[A run of rows]
Begin

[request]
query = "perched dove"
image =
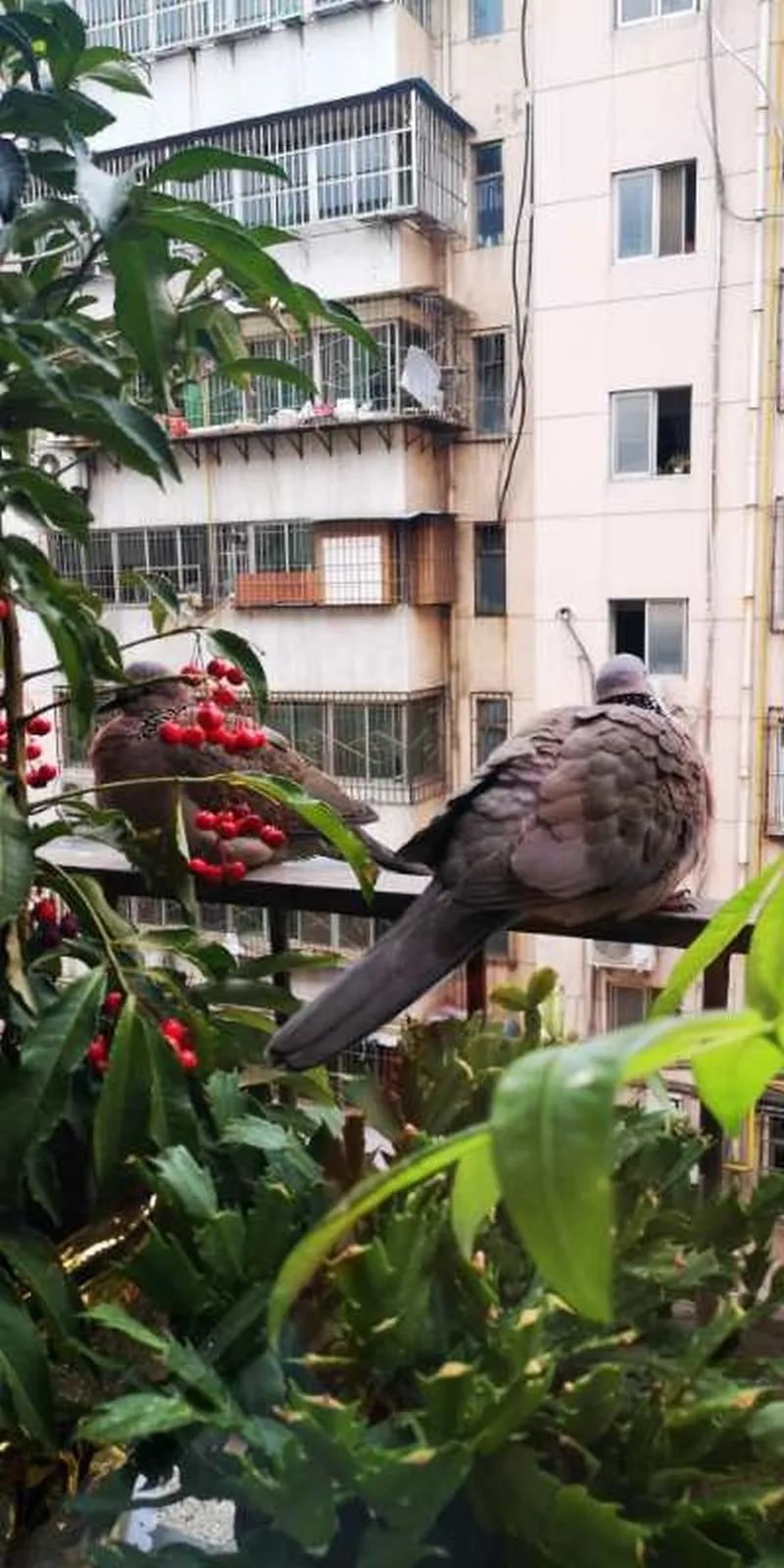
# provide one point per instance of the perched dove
(587, 814)
(129, 747)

End

GIVEN TASK
Output every one of the rows above word for word, without the pictures.

EXERCISE SOLUTION
[request]
query = "perched dove"
image =
# provide one point per instance of the perched dove
(587, 814)
(129, 747)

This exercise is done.